TEXTE FOURNI:
┌────────

Chroniques

*Parmi toutes les autres*

*Parmi toutes les autres* ou si peu…

« Vous étiez revenu. Parmi toutes les autres, vous m’aviez remarquée. »

Opéra de Paris, fin du XIXᵉ siècle.

Adèle a quinze ans. Elle est petit rat à l’Opéra.

Les pieds en sang, le sourire obligé. Grâcieuse toujours.

Parmi les messieurs venus lorgner les ballerines, un regard différent, le peintre des danseuses : Edgar Degas 

Un après-midi de mai, quelques mots… et Adèle   l’emmène dans sa chambre.  Ils s’aimeront.

Elle dira l’éblouissement de ce moment. Elle dira ces arbres de printemps qui bruissent et lui rappellent le bruit de la mer. 

Elle sait déjà qu’il ne reviendra plus, mais elle sait aussi que ce « si peu »  la tiendra toute une vie.

En partant, Degas lui laisse un dessin, une esquisse : Portrait de famille.

Adèle se mariera, aura un enfant. Lui aimera ailleurs.

Hélène Veyssier signe « un roman d’absence et d’obsession, tout en clair-obscur ».

Un récit où l’amour est plus vaste que l’événement, où l’attente devient l’œuvre.

On y retrouve la cruauté du métier de danseuse d’Opéra à l’époque : la discipline qui dévore, la pauvreté en coulisses, les regards qui marchandent au-delà de la beauté de la danse.

Pourquoi lire ce roman ? 

– Déjà pour la grande beauté de l’écriture d’Hélène Veyssier. Elle a ce style dépouillé qui en peu de mots, plante un décor, son paysage, son atmosphère, son arrière-pays.

Et ce personnage d’Adèle ! Il a sûrement existé sous d’autres formes. Il est émouvant pour cela. Ce roman c’est « Adèle ». C’est autour de ce « si peu ».

Degas a peint, dessiné, sculpté les petits rats de l’Opéra avec une intensité quasi obsessionnelle. Mais cette obsession était surtout d’ordre esthétique et sociologique. Il s’intéressait à la mécanique du corps en mouvement, à la discipline, aux coulisses, à la lumière des cintres, à ce que l’œil mondain ne voit pas…Il n’a pas laissé trace d’un grand amour je crois.

– Et puis, parce qu’il y là un vertige. Un immense vertige : comment un instant peut nourrir toute une existence.

– Et aussi, parce-qu’Edgar Degas, sans le vouloir, a offert à Adèle un destin.

└────────

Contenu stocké
┌────────

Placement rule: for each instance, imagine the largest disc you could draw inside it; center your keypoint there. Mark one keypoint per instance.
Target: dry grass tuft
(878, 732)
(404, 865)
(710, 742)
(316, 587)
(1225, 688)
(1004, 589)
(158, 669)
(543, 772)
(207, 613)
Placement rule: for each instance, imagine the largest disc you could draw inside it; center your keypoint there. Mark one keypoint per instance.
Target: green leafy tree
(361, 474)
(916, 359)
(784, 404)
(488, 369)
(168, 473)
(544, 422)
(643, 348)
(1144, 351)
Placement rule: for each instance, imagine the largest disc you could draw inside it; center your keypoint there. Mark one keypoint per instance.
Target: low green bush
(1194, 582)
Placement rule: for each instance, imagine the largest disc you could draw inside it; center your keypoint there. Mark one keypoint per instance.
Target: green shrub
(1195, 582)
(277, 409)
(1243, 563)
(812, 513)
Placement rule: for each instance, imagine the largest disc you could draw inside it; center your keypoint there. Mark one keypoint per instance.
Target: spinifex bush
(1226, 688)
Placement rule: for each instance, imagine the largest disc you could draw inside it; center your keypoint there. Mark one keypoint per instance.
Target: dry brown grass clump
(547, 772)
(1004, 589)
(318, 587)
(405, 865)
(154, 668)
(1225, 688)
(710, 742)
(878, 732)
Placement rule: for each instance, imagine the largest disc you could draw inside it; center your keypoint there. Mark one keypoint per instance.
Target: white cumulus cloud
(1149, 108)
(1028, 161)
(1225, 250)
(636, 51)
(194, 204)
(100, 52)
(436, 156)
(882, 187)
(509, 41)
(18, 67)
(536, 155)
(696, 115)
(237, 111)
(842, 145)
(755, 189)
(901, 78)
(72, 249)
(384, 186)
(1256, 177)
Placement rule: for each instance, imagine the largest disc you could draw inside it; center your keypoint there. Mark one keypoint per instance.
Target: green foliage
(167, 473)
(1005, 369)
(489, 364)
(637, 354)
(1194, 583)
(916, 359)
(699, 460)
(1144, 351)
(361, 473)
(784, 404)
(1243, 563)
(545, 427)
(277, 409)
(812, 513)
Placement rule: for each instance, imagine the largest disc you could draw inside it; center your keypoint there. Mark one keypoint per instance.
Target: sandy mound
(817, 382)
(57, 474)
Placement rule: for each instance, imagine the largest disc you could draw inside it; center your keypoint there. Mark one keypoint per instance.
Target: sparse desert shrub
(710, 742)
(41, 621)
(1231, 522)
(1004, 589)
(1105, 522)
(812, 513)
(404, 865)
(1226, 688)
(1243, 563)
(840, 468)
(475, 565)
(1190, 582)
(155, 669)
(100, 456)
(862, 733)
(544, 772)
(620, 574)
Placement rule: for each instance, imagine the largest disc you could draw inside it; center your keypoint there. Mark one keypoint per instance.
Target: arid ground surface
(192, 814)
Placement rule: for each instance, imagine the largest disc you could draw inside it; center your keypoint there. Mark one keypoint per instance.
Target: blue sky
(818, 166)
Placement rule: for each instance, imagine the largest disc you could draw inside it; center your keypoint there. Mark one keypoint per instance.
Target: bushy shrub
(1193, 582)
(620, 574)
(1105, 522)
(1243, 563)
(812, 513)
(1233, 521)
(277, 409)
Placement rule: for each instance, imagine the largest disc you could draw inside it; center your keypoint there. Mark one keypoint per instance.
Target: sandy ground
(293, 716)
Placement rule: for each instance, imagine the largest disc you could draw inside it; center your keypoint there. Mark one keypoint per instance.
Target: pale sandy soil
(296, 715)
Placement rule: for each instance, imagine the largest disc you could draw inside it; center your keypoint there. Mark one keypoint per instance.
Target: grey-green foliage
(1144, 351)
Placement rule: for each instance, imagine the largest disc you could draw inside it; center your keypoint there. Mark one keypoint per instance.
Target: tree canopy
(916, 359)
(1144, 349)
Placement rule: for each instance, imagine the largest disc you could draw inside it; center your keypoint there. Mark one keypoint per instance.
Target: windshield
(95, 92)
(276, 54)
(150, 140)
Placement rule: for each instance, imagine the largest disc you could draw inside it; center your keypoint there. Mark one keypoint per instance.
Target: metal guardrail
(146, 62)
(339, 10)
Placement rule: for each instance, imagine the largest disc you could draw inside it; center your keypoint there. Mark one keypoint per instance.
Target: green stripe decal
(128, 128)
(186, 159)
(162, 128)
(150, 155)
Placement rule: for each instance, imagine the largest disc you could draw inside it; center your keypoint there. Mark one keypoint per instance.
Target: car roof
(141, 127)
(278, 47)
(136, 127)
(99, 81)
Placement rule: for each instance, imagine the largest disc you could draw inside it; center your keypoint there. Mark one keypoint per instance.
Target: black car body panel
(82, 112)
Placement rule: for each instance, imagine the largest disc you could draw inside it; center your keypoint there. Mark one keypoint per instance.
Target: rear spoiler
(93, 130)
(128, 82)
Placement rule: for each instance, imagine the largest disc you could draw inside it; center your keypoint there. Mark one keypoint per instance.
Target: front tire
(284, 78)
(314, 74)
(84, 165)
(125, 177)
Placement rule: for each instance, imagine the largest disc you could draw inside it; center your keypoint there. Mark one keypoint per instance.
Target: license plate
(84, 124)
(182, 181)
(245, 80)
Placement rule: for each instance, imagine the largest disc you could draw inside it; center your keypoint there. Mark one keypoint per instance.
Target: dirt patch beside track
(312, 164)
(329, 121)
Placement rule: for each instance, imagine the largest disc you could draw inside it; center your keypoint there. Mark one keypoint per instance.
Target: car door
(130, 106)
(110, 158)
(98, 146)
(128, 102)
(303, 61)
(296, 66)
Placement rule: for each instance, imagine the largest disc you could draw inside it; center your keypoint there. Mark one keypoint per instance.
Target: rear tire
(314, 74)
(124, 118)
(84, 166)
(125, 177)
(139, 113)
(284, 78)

└────────

CONSIGNE: Modifiez le passage de la chronique allant de « En partant, Degas » à « lire ce roman ? » en y remplaçant « esquisse » par « ébauche ».

CORRIGÉ:
En partant, Degas lui laisse un dessin, une ébauche : Portrait de famille.

Adèle se mariera, aura un enfant. Lui aimera ailleurs.

Hélène Veyssier signe « un roman d’absence et d’obsession, tout en clair-obscur ».

Un récit où l’amour est plus vaste que l’événement, où l’attente devient l’œuvre.

On y retrouve la cruauté du métier de danseuse d’Opéra à l’époque : la discipline qui dévore, la pauvreté en coulisses, les regards qui marchandent au-delà de la beauté de la danse.

Pourquoi lire ce roman ?